- Source
While most of our solar system’s planets were discovered through telescopic observations, Neptune was the first planet discovered through mathematical predictions. When analyzing Uranus’s trajectory, the French mathematician Urbain Le Verrier and the English astronomer John Adams detected surprising differences between the planet’s hypothesized and observed orbit. To resolve this dilemma, they proposed the existence of an eighth planet to explain Uranus’s unexpected orbit. By using Le Verrier’s and Adams’s calculations, Johann Galle of the Berlin observatory was able to locate the planet just one degree above its predicted location.

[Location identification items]
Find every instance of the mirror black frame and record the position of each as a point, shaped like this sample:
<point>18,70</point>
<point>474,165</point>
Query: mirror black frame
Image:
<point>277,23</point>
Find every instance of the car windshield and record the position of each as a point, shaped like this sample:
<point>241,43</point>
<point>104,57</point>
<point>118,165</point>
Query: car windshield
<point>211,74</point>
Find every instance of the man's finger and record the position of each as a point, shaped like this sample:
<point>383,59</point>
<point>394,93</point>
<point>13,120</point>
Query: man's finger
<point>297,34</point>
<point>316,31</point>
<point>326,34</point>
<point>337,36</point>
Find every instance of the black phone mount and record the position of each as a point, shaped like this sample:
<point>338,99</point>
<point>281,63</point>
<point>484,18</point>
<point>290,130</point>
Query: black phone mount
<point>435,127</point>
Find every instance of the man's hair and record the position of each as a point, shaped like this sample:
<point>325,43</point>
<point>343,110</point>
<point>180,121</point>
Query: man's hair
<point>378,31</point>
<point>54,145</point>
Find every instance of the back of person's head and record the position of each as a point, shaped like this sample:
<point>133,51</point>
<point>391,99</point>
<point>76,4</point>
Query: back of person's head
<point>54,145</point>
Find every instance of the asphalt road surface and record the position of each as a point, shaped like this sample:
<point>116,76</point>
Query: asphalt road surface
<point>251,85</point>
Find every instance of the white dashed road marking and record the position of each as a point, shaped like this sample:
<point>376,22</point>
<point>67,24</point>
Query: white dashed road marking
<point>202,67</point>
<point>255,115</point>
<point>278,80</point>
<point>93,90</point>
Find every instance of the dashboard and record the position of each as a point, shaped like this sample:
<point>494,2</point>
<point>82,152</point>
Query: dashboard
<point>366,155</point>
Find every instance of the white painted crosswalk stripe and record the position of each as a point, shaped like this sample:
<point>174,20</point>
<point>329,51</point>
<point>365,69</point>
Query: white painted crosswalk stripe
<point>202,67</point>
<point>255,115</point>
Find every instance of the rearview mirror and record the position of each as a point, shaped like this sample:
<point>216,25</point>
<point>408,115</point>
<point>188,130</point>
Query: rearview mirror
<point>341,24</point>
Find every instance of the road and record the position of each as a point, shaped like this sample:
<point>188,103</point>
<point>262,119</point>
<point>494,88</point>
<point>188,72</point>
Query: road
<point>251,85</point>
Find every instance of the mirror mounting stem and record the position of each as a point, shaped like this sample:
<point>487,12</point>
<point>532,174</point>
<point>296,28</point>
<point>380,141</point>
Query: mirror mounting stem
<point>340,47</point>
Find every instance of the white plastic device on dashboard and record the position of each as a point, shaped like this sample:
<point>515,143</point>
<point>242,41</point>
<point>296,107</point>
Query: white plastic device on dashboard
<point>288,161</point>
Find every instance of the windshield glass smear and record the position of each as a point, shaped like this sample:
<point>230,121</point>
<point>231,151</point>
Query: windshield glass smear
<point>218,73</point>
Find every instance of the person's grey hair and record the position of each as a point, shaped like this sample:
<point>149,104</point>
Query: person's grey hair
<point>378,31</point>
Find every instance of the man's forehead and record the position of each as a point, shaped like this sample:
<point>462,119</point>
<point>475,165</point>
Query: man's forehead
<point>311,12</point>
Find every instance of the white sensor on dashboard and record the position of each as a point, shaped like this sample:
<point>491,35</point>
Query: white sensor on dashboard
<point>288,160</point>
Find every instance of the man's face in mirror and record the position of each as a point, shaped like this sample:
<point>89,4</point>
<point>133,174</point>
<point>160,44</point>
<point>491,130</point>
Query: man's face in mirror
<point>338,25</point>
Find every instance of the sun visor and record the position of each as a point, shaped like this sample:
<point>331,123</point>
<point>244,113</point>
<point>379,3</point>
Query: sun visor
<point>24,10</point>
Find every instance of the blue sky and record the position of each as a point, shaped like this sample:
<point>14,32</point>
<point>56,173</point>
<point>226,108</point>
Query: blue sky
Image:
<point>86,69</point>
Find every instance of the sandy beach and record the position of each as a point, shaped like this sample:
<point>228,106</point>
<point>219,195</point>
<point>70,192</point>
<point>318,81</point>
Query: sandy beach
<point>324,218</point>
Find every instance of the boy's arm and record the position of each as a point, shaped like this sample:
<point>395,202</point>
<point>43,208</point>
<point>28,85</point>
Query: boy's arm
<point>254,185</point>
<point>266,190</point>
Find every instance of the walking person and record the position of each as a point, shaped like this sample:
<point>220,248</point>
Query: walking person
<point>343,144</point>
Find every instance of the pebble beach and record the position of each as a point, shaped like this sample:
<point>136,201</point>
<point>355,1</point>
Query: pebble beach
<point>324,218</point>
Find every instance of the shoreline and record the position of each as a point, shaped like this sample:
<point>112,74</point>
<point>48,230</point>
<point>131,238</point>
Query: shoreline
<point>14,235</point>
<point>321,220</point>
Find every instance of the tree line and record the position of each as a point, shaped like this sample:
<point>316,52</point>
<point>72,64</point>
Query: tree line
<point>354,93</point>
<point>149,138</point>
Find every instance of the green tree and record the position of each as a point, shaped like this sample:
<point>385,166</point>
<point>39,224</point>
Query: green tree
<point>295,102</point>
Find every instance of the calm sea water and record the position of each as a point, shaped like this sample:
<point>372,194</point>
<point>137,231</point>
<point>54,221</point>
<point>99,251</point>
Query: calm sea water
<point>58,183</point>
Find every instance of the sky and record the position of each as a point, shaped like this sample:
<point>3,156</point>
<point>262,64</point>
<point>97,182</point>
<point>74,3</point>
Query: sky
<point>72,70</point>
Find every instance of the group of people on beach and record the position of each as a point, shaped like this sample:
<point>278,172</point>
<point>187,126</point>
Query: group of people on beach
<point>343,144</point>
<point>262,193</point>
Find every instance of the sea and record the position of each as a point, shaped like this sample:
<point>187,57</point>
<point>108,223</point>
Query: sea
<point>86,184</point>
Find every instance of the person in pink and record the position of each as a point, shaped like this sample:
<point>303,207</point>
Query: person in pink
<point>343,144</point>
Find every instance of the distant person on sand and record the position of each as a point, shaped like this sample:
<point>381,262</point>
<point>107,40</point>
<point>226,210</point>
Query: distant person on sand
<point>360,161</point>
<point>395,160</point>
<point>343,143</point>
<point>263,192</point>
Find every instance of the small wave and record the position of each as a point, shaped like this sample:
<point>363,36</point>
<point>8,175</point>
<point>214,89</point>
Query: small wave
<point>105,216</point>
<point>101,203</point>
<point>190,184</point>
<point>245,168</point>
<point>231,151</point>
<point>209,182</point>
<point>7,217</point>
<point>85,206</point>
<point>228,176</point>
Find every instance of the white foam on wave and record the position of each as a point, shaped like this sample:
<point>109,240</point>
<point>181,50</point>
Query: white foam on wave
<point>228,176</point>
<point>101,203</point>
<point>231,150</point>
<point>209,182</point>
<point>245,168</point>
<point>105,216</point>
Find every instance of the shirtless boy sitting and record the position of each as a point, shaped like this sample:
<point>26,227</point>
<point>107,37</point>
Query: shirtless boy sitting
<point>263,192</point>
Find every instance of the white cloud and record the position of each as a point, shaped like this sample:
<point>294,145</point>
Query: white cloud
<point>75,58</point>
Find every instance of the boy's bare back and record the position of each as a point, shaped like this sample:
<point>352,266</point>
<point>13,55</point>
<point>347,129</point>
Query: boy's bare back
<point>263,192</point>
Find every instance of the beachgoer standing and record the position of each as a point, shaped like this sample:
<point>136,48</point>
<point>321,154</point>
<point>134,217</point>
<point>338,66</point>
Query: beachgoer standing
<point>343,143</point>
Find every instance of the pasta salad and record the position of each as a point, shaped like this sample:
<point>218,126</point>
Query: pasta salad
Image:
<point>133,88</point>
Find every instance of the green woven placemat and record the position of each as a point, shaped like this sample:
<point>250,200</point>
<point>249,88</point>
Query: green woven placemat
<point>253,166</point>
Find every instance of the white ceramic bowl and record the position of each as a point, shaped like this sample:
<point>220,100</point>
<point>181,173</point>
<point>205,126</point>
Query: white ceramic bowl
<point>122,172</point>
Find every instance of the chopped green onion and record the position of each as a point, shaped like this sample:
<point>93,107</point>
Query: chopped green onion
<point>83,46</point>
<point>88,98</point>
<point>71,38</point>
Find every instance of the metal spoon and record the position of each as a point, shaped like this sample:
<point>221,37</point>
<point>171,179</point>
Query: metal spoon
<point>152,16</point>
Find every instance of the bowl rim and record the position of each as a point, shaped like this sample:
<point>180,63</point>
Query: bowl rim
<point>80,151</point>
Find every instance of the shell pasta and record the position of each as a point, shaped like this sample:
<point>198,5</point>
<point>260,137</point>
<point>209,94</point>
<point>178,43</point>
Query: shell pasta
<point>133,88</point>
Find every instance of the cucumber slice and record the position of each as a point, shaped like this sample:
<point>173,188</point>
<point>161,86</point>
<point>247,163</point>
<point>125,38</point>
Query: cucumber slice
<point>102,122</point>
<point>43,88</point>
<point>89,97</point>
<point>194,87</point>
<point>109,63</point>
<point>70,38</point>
---
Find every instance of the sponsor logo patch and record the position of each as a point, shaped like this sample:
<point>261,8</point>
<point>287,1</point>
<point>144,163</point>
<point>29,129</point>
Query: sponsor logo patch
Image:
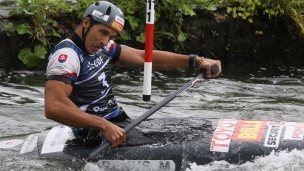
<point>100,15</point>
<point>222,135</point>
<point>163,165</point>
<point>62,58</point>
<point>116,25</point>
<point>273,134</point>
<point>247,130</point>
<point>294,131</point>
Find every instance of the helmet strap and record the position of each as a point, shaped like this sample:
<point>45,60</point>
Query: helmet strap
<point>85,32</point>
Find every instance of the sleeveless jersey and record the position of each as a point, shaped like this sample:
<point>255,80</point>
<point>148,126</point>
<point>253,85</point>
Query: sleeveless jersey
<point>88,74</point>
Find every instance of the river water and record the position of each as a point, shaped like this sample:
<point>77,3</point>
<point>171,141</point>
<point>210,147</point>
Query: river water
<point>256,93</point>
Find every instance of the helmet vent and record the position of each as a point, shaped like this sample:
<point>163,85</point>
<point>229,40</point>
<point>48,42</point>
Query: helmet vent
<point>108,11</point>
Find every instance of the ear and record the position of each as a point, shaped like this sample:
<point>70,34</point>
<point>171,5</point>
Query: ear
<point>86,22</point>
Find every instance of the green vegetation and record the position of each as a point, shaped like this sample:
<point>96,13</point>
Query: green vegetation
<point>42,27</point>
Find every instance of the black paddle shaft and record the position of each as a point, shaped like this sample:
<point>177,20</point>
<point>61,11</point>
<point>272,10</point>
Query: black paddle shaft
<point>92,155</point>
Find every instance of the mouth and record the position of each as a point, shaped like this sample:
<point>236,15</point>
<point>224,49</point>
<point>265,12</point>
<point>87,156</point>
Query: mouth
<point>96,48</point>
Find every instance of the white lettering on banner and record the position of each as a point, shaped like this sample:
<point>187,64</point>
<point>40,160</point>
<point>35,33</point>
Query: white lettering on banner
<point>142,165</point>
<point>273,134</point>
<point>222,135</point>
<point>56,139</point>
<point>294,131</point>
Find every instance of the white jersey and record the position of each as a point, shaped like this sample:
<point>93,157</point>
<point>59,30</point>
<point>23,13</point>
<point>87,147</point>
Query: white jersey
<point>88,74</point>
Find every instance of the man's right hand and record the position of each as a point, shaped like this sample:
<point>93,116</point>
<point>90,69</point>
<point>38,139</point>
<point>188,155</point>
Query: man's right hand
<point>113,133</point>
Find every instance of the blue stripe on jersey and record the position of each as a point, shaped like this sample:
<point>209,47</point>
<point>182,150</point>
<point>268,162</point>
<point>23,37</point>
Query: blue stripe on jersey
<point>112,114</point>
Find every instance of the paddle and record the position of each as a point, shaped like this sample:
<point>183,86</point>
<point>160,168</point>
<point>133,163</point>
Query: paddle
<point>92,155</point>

- Parts of the exercise
A: List every person named in the passage on Neptune's discovery.
B: Answer these questions from the passage on Neptune's discovery:
(i) Which planet's orbit showed differences between its hypothesized and observed path?
(ii) What observatory was Johann Galle with?
(iii) How far from its predicted location was the planet found?
C: Write the next part of the passage on Neptune's discovery, picking up after its final sentence.

- Answers for this exercise
A:
Urbain Le Verrier
John Adams
Johann Galle

B:
(i) Uranus
(ii) The Berlin observatory
(iii) One degree above its predicted location

C:
Neptune orbits the sun every 164.79 years. Thus in 2010 the planet will have completed one orbit since Galle’s observation, on September 23, 1846. While Neptune’s neighbouring Pluto has recently been reclassified as a dwarf planet, even when it possessed its majestic place as the ninth member of our solar system, its elliptical orbit temporarily positioned it closer to the Sun than Neptune. This routine occurs once every 248 years, and the two planets exchange positions for approximately 20 years, making Pluto the eighth and Neptune the ninth planetary body during that period.

Due to its great distance from the Sun, prior to the 1989 Voyager 2 mission, astronomers were unable to delve into Neptune’s details, and consequently presumed it to be a dull and featureless planet. Yet as Voyager 2’s cameras demonstrated, the fierce storms raging across its surface make it anything but bland.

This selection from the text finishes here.